• [Required task]
Rename "twig" to "branch" everywhere it appears in the material below, and reproduce the material with all else unchanged.

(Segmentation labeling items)
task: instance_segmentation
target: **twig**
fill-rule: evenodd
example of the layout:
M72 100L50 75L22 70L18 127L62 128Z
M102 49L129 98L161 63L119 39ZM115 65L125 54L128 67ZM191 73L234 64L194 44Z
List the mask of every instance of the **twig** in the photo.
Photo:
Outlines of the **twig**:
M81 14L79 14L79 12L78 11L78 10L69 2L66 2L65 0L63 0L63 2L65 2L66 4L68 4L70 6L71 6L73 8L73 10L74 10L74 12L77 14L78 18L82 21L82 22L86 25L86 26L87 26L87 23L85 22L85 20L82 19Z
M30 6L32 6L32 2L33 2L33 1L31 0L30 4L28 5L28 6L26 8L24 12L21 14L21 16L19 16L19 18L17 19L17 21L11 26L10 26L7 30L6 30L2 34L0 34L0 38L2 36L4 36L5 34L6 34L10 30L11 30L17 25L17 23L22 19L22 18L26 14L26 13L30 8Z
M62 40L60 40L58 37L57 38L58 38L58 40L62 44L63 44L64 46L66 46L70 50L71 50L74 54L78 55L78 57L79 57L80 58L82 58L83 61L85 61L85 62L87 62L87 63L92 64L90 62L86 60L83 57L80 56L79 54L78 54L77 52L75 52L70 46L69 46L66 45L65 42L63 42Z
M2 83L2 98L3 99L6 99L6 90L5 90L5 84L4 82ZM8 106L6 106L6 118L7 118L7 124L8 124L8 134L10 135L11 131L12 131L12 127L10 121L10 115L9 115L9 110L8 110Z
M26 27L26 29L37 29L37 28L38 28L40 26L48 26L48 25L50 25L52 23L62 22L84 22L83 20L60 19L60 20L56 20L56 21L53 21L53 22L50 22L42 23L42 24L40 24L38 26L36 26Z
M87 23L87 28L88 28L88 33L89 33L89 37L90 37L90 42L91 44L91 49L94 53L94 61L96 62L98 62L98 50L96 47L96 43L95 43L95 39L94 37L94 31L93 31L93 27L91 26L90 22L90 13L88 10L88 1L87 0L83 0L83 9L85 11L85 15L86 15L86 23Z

• [Written response]
task: instance_segmentation
target: **branch**
fill-rule: evenodd
example of the layout:
M72 100L50 75L22 70L18 127L62 128Z
M102 49L129 98L161 63L119 39ZM115 65L125 54L128 67ZM191 73L234 64L194 44Z
List the mask of every instance of the **branch** in the photo.
Photo:
Outlines of the **branch**:
M81 14L79 14L79 12L78 11L78 10L69 2L66 2L65 0L63 0L63 2L65 2L66 4L68 4L70 6L71 6L73 8L73 10L74 10L74 12L77 14L78 18L82 21L82 22L86 25L86 26L87 26L87 23L85 22L85 20L82 19Z
M30 6L32 6L32 2L33 2L33 1L31 0L30 4L28 5L28 6L26 8L24 12L21 14L21 16L19 16L19 18L17 19L17 21L11 26L10 26L7 30L6 30L2 34L0 34L0 38L2 36L4 36L5 34L6 34L10 30L11 30L17 25L17 23L22 19L22 18L26 14L26 13L30 8Z
M62 40L60 40L58 37L57 38L58 38L58 40L62 44L63 44L64 46L66 46L70 50L71 50L74 54L78 55L78 57L79 57L80 58L82 58L83 61L85 61L85 62L87 62L87 63L92 64L90 62L86 60L83 57L80 56L79 54L78 54L77 52L75 52L70 46L69 46L66 45L65 42L63 42Z
M2 83L2 98L3 99L6 99L6 90L5 90L5 84L4 82ZM8 106L6 106L6 118L7 118L7 124L8 124L8 134L10 135L11 131L12 131L12 127L10 121L10 115L9 115L9 110L8 110Z
M26 27L26 29L37 29L37 28L38 28L40 26L48 26L48 25L50 25L52 23L62 22L84 22L83 20L60 19L60 20L56 20L56 21L53 21L53 22L50 22L42 23L42 24L40 24L38 26L36 26Z
M87 23L87 28L88 28L88 33L89 33L89 37L90 37L90 42L91 44L91 49L94 53L94 61L96 62L98 62L98 50L96 47L96 43L95 43L95 39L94 37L94 31L93 31L93 27L91 26L90 22L90 13L88 10L88 1L87 0L83 0L83 9L85 11L85 15L86 15L86 23Z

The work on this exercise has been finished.